## 課題の目的
「Each instance of the wooded」を含む行から「x=151 y=544」を含む行までを、「marker」を「pin」に置き換えて書き直せ。それ以外は一切変えず、この範囲の行だけを示すこと。

[位置特定の記録]
::::::::::
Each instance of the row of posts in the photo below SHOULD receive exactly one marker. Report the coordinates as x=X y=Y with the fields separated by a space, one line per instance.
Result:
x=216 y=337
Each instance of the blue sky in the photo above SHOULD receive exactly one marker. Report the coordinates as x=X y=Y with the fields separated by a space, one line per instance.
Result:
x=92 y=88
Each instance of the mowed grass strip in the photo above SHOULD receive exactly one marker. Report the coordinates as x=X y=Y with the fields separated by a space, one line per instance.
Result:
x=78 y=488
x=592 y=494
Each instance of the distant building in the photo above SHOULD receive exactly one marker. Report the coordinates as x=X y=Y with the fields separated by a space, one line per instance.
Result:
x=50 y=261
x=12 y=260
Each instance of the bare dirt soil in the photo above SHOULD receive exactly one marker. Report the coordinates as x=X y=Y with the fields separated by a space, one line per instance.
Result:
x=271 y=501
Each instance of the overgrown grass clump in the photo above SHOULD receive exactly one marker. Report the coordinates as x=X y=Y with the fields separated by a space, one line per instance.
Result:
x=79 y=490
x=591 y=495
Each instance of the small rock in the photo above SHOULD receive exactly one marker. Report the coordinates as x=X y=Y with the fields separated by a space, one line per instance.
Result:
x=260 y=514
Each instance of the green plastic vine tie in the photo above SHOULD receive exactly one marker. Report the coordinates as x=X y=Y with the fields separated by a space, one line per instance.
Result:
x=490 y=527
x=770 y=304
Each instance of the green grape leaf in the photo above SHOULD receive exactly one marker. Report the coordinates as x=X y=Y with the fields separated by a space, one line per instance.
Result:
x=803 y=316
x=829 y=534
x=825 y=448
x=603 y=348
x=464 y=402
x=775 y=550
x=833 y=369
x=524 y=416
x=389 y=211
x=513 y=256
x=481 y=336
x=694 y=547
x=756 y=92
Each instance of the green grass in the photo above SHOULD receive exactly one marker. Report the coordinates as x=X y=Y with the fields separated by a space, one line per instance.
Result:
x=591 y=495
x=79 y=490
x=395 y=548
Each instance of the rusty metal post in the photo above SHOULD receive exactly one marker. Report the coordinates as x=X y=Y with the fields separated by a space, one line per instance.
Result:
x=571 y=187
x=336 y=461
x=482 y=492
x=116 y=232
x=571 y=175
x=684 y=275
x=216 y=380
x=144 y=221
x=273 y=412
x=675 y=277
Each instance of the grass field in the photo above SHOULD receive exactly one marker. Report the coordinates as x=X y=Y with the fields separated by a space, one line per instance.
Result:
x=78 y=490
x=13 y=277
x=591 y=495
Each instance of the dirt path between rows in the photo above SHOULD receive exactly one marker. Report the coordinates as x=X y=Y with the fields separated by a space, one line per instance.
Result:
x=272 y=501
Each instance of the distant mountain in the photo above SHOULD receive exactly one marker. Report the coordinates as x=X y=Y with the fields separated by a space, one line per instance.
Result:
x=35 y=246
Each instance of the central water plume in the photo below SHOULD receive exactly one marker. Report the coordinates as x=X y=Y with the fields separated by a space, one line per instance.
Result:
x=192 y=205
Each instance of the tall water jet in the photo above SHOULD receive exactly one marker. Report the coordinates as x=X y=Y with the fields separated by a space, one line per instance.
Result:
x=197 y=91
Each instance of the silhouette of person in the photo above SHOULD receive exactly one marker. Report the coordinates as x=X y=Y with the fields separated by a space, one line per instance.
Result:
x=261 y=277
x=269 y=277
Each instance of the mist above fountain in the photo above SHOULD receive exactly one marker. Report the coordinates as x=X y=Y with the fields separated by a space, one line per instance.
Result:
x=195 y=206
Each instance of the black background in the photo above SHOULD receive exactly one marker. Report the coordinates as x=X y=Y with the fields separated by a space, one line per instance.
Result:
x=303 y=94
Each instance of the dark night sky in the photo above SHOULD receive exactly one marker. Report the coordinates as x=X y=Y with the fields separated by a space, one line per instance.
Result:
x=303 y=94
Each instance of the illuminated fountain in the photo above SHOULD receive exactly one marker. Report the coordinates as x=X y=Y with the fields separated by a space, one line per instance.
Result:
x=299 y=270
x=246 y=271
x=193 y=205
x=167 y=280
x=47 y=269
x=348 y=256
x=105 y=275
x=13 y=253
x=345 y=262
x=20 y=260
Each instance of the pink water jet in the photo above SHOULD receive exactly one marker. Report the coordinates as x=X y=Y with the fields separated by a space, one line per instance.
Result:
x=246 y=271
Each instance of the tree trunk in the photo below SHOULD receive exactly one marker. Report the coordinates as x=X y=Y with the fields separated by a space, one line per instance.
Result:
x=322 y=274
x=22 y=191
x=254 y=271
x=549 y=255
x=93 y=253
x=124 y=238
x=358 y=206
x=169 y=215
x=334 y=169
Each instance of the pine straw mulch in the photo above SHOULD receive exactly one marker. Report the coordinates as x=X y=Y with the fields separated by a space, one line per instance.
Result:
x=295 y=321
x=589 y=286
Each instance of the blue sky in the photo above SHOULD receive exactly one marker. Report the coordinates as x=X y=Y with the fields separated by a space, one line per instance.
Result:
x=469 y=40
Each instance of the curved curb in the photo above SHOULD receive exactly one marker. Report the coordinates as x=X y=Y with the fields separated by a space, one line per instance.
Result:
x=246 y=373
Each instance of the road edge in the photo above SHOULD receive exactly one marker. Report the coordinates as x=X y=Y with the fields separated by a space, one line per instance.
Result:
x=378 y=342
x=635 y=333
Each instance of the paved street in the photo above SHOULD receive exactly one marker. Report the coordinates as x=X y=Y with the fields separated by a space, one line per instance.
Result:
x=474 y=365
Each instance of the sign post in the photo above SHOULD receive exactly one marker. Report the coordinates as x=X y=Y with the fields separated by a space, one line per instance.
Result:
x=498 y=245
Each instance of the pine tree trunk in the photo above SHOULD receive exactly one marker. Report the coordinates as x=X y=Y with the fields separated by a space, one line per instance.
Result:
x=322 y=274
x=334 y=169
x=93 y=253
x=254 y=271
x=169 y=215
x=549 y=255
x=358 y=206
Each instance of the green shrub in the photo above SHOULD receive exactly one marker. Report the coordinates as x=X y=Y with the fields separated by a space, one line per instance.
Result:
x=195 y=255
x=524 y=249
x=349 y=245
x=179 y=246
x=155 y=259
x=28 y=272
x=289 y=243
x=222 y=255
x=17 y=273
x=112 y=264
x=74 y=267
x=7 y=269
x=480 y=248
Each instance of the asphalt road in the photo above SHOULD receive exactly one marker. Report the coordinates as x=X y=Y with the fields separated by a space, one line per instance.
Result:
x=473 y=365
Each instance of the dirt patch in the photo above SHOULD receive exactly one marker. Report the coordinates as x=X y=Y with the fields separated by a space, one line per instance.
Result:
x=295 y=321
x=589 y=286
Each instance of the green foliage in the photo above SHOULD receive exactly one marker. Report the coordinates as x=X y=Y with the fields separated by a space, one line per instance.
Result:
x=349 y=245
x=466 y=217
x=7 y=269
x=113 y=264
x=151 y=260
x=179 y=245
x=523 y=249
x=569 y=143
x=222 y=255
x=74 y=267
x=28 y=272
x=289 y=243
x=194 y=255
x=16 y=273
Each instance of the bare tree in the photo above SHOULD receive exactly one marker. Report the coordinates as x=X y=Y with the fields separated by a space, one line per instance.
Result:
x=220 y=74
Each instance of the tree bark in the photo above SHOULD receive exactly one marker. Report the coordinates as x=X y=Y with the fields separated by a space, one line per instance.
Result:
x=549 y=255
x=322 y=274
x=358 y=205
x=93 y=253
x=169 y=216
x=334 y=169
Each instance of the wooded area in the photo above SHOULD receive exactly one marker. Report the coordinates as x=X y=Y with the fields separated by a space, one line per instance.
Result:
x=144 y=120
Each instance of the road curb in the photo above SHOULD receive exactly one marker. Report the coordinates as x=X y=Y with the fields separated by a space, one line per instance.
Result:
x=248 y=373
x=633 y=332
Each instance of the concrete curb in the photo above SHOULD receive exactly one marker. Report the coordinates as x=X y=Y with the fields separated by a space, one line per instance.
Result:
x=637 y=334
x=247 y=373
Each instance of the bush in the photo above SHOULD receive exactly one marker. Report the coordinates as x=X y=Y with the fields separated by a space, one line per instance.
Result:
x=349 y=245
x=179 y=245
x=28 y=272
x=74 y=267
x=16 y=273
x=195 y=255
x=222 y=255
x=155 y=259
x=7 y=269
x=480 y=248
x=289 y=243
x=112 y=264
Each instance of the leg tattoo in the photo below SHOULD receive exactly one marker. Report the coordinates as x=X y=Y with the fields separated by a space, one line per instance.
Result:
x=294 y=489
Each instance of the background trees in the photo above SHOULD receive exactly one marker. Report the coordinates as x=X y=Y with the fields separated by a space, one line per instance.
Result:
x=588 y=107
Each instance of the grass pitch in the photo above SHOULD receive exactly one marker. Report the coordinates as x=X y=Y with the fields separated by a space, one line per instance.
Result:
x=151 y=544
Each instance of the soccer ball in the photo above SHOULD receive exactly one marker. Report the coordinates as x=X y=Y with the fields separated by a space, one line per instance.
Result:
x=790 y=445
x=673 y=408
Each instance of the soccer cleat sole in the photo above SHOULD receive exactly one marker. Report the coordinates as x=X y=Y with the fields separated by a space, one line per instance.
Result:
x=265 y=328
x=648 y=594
::::::::::
## 最終結果
Each instance of the wooded area in the photo above SHOULD receive exactly one pin. Report the coordinates as x=X y=Y with the fields separated by a space, one line per instance.
Result:
x=144 y=120
Each instance of the road curb in the photo above SHOULD receive exactly one pin. Report the coordinates as x=X y=Y with the fields separated by a space, one line per instance.
Result:
x=248 y=373
x=633 y=332
Each instance of the concrete curb in the photo above SHOULD receive exactly one pin. Report the coordinates as x=X y=Y with the fields separated by a space, one line per instance.
Result:
x=637 y=334
x=247 y=373
Each instance of the bush in the photo above SHOULD receive exactly one pin. Report the coordinates as x=X y=Y with the fields separated by a space, one line per instance.
Result:
x=349 y=245
x=179 y=245
x=28 y=272
x=74 y=267
x=16 y=273
x=195 y=255
x=222 y=255
x=155 y=259
x=7 y=269
x=480 y=248
x=289 y=243
x=112 y=264
Each instance of the leg tattoo in the photo below SHOULD receive exactly one pin. Report the coordinates as x=X y=Y with the fields separated by a space, one line per instance.
Result:
x=294 y=489
Each instance of the background trees in the photo above SHOULD receive exactly one pin. Report the coordinates as x=X y=Y with the fields separated by a space, one line per instance.
Result:
x=588 y=107
Each instance of the grass pitch in the photo above SHOULD receive exactly one pin. Report the coordinates as x=X y=Y with the fields separated by a space, one line per instance.
Result:
x=151 y=544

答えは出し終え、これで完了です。